Object location annotation data
<<<<

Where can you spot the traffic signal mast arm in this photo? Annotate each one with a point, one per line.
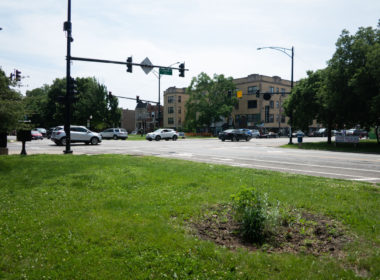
(139, 99)
(125, 63)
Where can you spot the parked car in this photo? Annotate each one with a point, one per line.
(162, 133)
(41, 130)
(77, 134)
(322, 132)
(234, 135)
(298, 133)
(357, 132)
(49, 131)
(255, 133)
(36, 135)
(182, 135)
(246, 131)
(114, 133)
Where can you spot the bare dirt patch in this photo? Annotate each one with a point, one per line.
(300, 232)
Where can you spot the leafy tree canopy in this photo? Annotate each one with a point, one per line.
(11, 106)
(46, 110)
(209, 100)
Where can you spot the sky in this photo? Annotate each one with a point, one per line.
(211, 36)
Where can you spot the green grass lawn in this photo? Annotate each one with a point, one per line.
(364, 146)
(126, 217)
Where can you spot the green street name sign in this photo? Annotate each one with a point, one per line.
(166, 71)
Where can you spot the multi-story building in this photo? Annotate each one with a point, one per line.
(261, 103)
(146, 117)
(174, 107)
(128, 120)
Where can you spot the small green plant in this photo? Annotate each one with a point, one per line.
(250, 213)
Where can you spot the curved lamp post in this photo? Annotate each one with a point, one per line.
(159, 91)
(290, 53)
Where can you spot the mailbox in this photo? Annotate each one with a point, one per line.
(24, 135)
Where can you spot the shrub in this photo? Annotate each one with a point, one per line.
(257, 217)
(250, 213)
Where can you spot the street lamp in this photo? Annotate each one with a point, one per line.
(89, 121)
(159, 92)
(290, 53)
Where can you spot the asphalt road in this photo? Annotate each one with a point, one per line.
(257, 153)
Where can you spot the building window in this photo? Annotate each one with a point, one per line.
(252, 104)
(255, 118)
(252, 90)
(266, 114)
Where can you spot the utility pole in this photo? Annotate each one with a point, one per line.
(68, 28)
(286, 51)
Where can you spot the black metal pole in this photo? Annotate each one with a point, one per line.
(159, 99)
(291, 89)
(67, 100)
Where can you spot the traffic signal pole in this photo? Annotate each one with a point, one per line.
(145, 65)
(68, 28)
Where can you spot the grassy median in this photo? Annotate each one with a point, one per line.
(128, 217)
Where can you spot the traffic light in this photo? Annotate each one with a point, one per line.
(73, 90)
(182, 70)
(267, 96)
(129, 64)
(18, 75)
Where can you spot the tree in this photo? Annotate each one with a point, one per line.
(353, 77)
(347, 92)
(303, 102)
(35, 102)
(11, 108)
(209, 100)
(46, 108)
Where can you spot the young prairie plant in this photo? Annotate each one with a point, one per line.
(258, 219)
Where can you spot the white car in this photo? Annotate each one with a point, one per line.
(114, 133)
(255, 133)
(162, 133)
(77, 134)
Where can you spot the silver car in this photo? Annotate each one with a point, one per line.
(163, 133)
(114, 133)
(77, 134)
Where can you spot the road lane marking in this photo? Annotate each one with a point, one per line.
(355, 177)
(309, 165)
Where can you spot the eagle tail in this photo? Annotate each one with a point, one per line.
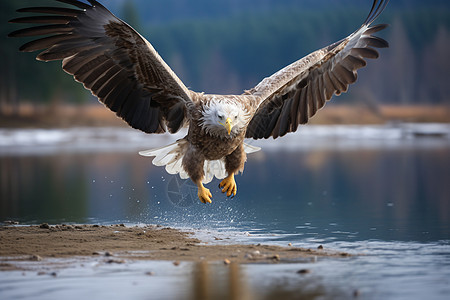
(172, 155)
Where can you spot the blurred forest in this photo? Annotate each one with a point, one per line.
(227, 46)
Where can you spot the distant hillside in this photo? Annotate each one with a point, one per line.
(226, 46)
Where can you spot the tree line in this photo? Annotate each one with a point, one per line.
(234, 52)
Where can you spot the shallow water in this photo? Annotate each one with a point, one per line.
(381, 191)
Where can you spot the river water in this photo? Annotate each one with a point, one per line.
(382, 192)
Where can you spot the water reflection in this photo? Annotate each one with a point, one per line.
(358, 193)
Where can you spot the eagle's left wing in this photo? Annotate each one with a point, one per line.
(294, 94)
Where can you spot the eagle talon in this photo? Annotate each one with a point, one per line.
(204, 194)
(229, 185)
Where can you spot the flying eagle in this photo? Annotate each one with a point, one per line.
(125, 72)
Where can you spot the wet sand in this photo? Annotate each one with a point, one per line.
(148, 242)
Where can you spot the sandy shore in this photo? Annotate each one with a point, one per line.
(143, 242)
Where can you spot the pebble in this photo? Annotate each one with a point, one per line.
(44, 226)
(115, 261)
(35, 258)
(9, 222)
(248, 256)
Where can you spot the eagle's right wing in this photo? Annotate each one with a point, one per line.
(112, 60)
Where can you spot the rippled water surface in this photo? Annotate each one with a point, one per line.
(381, 191)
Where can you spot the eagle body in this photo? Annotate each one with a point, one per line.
(123, 70)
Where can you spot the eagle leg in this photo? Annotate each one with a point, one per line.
(229, 185)
(203, 193)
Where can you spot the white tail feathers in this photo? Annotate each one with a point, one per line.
(172, 155)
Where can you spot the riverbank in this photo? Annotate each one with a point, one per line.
(119, 242)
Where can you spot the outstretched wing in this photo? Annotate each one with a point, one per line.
(112, 60)
(294, 94)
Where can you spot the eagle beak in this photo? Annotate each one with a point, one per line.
(228, 125)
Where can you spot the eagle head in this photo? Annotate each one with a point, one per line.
(224, 117)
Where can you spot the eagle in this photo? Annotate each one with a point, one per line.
(123, 70)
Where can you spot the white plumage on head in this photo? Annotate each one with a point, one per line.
(216, 112)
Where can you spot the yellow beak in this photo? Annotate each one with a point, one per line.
(228, 125)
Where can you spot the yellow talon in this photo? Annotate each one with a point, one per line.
(229, 185)
(204, 194)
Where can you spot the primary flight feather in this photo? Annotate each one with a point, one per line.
(125, 72)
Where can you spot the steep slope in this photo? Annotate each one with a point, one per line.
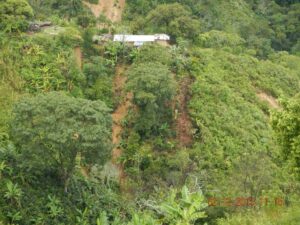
(112, 9)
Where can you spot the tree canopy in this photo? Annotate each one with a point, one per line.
(53, 129)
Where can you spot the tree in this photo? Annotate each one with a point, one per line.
(286, 124)
(53, 129)
(153, 87)
(14, 15)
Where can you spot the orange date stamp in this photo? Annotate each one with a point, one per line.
(245, 201)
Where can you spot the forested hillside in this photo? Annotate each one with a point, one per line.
(203, 128)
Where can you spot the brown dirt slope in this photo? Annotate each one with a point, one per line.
(112, 9)
(118, 115)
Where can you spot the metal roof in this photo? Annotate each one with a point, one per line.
(140, 38)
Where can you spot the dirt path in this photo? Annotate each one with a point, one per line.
(183, 122)
(78, 56)
(269, 99)
(118, 115)
(112, 9)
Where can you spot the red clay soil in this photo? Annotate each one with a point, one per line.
(183, 122)
(112, 9)
(118, 115)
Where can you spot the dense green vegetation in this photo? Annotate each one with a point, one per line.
(229, 83)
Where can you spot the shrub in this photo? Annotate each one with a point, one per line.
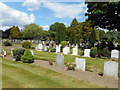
(7, 43)
(64, 43)
(26, 44)
(93, 51)
(17, 53)
(52, 49)
(105, 52)
(27, 57)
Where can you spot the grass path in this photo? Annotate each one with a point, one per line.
(20, 75)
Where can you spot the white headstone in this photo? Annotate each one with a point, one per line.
(80, 64)
(12, 51)
(87, 53)
(115, 54)
(75, 51)
(32, 52)
(5, 53)
(40, 47)
(58, 48)
(65, 50)
(111, 68)
(60, 59)
(37, 47)
(68, 49)
(45, 48)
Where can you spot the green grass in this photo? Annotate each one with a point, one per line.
(22, 75)
(92, 64)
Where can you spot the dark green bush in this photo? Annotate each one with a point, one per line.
(105, 52)
(26, 44)
(93, 51)
(27, 57)
(7, 43)
(17, 53)
(52, 49)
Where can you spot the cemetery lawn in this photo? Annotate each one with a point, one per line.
(92, 64)
(23, 75)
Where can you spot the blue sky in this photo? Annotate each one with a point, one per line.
(42, 13)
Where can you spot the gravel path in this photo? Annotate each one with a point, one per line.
(88, 76)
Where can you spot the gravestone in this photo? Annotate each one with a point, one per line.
(40, 47)
(87, 53)
(37, 47)
(5, 53)
(75, 51)
(58, 48)
(12, 51)
(59, 59)
(45, 48)
(80, 64)
(111, 68)
(65, 50)
(68, 49)
(32, 52)
(115, 54)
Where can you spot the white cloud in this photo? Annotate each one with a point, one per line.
(32, 4)
(10, 16)
(65, 10)
(46, 27)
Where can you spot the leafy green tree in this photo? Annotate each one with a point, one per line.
(32, 31)
(60, 34)
(113, 35)
(72, 31)
(101, 34)
(92, 37)
(86, 30)
(14, 33)
(104, 14)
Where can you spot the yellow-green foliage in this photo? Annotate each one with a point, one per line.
(64, 43)
(26, 44)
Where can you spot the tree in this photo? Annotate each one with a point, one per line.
(104, 14)
(60, 34)
(86, 30)
(72, 29)
(92, 37)
(101, 34)
(32, 31)
(113, 35)
(14, 33)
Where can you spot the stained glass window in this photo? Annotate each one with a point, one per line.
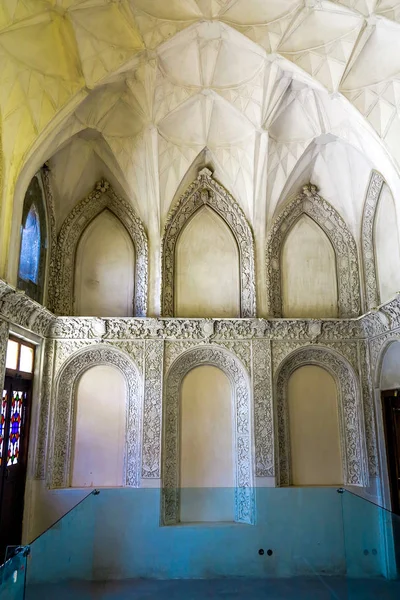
(30, 247)
(15, 427)
(3, 414)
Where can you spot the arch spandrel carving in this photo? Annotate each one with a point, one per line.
(64, 408)
(310, 203)
(205, 191)
(62, 280)
(239, 378)
(367, 239)
(351, 420)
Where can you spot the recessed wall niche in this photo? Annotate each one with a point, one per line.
(104, 269)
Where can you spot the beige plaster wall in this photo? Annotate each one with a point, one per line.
(308, 266)
(99, 438)
(207, 269)
(206, 452)
(314, 428)
(387, 247)
(105, 263)
(390, 373)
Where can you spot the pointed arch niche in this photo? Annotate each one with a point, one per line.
(179, 395)
(67, 406)
(380, 243)
(332, 254)
(349, 411)
(102, 207)
(221, 275)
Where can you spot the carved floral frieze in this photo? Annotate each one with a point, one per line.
(309, 202)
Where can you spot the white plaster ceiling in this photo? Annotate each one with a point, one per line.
(142, 91)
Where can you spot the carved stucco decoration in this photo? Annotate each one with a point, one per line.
(351, 418)
(101, 198)
(152, 409)
(17, 308)
(205, 191)
(231, 366)
(64, 405)
(52, 232)
(367, 239)
(310, 203)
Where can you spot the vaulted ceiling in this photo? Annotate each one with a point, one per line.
(271, 94)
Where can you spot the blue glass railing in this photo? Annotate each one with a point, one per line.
(313, 542)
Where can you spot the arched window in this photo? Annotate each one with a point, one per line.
(32, 258)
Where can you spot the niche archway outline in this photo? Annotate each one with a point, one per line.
(367, 240)
(351, 420)
(309, 202)
(243, 454)
(205, 191)
(64, 412)
(101, 198)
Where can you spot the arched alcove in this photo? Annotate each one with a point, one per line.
(390, 367)
(207, 268)
(232, 369)
(387, 246)
(65, 394)
(350, 414)
(309, 203)
(206, 453)
(206, 192)
(314, 427)
(98, 452)
(308, 264)
(104, 269)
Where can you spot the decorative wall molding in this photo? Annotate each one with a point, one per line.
(351, 418)
(51, 234)
(309, 202)
(17, 308)
(367, 240)
(205, 191)
(101, 198)
(369, 407)
(231, 366)
(263, 408)
(63, 412)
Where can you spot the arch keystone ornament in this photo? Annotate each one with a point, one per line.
(351, 420)
(243, 446)
(101, 198)
(64, 412)
(206, 191)
(367, 239)
(309, 202)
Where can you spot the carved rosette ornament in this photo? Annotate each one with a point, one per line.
(310, 203)
(367, 239)
(205, 191)
(62, 281)
(231, 366)
(63, 417)
(351, 418)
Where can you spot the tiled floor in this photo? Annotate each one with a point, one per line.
(227, 589)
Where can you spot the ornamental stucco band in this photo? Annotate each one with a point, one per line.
(231, 366)
(310, 203)
(368, 249)
(205, 191)
(101, 198)
(352, 442)
(63, 418)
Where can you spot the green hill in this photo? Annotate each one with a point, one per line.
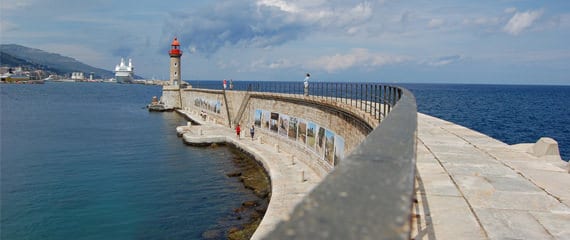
(13, 55)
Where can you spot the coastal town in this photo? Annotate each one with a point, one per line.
(124, 74)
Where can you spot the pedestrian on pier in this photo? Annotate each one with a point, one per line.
(238, 130)
(306, 83)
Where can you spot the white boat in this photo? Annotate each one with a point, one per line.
(124, 73)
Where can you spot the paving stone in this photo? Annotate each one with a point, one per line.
(504, 224)
(557, 224)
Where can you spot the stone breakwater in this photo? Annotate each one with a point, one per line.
(290, 180)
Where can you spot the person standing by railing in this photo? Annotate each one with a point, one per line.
(306, 84)
(238, 130)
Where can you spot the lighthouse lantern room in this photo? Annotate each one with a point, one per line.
(175, 54)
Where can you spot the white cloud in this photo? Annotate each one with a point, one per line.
(356, 57)
(6, 26)
(510, 10)
(521, 21)
(266, 23)
(14, 4)
(446, 60)
(435, 22)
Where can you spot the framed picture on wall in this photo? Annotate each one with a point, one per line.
(293, 124)
(329, 147)
(283, 124)
(273, 122)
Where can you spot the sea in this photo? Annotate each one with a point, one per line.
(88, 161)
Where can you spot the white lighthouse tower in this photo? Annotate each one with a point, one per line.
(175, 54)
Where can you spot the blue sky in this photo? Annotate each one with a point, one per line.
(443, 41)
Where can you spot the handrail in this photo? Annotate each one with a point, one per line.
(369, 195)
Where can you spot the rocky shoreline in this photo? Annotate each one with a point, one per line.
(254, 178)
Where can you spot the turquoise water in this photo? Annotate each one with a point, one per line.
(87, 161)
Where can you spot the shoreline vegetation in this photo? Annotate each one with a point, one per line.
(255, 179)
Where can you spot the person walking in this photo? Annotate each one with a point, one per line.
(238, 130)
(306, 83)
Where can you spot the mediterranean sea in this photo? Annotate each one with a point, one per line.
(510, 113)
(88, 161)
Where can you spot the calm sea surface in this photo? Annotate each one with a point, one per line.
(512, 114)
(87, 161)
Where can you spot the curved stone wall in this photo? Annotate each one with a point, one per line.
(342, 130)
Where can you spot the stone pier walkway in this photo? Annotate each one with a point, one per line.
(290, 183)
(471, 186)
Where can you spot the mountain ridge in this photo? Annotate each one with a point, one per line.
(13, 55)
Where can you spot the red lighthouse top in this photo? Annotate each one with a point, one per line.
(175, 48)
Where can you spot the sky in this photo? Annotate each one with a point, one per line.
(388, 41)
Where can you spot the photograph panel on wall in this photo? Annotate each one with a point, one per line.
(265, 119)
(258, 114)
(273, 123)
(302, 131)
(283, 124)
(293, 123)
(329, 147)
(312, 129)
(321, 141)
(218, 107)
(338, 149)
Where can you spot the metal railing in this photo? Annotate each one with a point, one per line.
(373, 98)
(370, 194)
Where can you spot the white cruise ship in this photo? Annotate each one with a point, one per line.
(124, 73)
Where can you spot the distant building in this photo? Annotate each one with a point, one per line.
(124, 73)
(78, 76)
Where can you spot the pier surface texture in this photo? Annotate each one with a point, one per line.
(471, 186)
(467, 185)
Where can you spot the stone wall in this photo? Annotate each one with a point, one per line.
(171, 96)
(210, 102)
(339, 122)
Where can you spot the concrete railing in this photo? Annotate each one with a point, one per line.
(370, 194)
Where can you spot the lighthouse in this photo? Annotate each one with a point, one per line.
(175, 54)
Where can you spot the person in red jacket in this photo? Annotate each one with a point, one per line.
(238, 130)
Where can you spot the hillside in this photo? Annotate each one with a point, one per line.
(13, 55)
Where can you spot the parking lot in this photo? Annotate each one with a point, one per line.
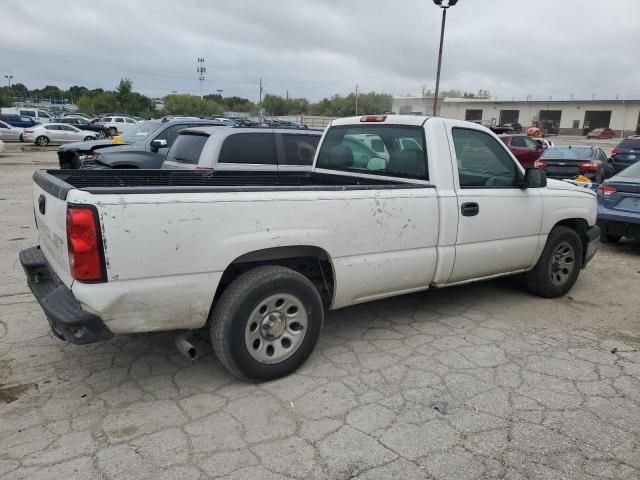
(478, 381)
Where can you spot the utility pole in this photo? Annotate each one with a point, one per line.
(356, 99)
(444, 7)
(201, 69)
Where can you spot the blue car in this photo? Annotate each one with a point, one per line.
(626, 153)
(619, 205)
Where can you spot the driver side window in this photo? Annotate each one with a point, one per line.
(482, 161)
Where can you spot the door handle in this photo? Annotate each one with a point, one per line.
(470, 209)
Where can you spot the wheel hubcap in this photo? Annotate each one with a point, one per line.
(276, 328)
(562, 264)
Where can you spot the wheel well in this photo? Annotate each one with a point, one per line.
(312, 262)
(580, 226)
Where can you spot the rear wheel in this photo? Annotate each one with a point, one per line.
(42, 141)
(559, 265)
(266, 323)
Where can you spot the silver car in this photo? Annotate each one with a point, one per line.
(9, 132)
(56, 133)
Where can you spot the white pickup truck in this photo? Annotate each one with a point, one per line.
(394, 204)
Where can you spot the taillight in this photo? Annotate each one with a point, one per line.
(540, 164)
(373, 118)
(588, 166)
(85, 244)
(606, 190)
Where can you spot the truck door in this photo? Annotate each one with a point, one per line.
(498, 221)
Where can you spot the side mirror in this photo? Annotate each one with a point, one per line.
(158, 144)
(534, 178)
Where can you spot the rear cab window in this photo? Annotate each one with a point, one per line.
(299, 149)
(187, 148)
(386, 150)
(249, 148)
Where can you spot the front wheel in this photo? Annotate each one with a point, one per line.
(559, 265)
(42, 141)
(266, 323)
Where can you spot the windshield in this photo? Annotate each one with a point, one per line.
(140, 132)
(396, 151)
(568, 153)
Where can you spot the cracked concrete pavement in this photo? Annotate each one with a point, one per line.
(535, 388)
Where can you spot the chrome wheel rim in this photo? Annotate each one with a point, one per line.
(562, 263)
(276, 328)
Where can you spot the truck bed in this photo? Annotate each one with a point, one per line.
(59, 182)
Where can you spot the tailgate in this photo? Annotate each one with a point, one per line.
(50, 211)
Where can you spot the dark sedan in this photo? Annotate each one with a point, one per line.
(619, 205)
(626, 153)
(569, 162)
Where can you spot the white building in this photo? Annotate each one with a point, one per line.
(575, 117)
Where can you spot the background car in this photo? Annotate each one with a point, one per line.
(118, 125)
(143, 146)
(626, 153)
(9, 132)
(83, 124)
(525, 149)
(619, 205)
(56, 133)
(569, 162)
(21, 121)
(601, 133)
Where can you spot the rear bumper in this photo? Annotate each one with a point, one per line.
(66, 317)
(592, 244)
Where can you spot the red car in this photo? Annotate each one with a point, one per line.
(601, 133)
(525, 149)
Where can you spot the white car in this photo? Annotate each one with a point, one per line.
(56, 133)
(118, 125)
(256, 258)
(9, 132)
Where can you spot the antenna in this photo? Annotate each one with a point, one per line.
(201, 69)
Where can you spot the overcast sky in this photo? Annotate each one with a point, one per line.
(314, 48)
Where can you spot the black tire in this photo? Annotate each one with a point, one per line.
(549, 278)
(42, 141)
(234, 314)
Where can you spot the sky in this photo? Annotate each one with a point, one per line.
(316, 48)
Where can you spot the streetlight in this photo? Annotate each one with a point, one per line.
(444, 5)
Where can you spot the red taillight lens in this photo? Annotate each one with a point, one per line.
(588, 166)
(540, 164)
(606, 190)
(373, 118)
(84, 244)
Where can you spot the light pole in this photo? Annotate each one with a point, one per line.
(444, 5)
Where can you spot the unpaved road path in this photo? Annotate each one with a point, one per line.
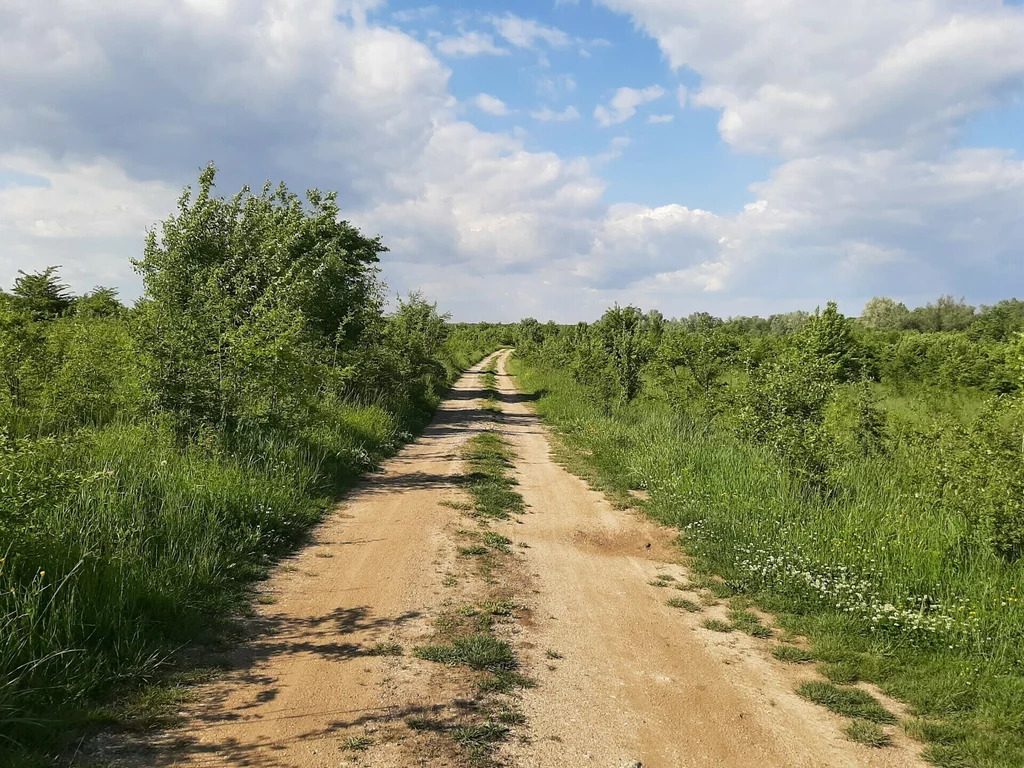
(622, 677)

>>>>

- What you should do -
Leaving the pictures out, set down exactly the lines from the one with "Where can you spot the antenna" through the end of the records.

- Answer to this task -
Where can you spot the antenna in this photo? Annotate each one with a point, one per line.
(201, 69)
Where can you spot the overcast sky in this photo? Annotate each one with a point, one per line.
(314, 48)
Where can you spot the black tire in this photo? Annotate each one with a point, one per line.
(549, 278)
(42, 141)
(234, 314)
Where can you spot the sky in this photo? Annotate each one with a point, one per line.
(316, 48)
Where can you spot the streetlight in this photo? Annotate each one with a point, one per line.
(444, 5)
Where can you spot the red taillight lens in this photo? Annotate each one with a point, one per line.
(588, 166)
(540, 164)
(606, 190)
(373, 118)
(84, 244)
Where can you spot the light pole in this photo? Annotate each one with a point, one per line.
(444, 5)
Where can you spot the unpaved road path in this photo? Annotate each one with a point, one per line.
(622, 677)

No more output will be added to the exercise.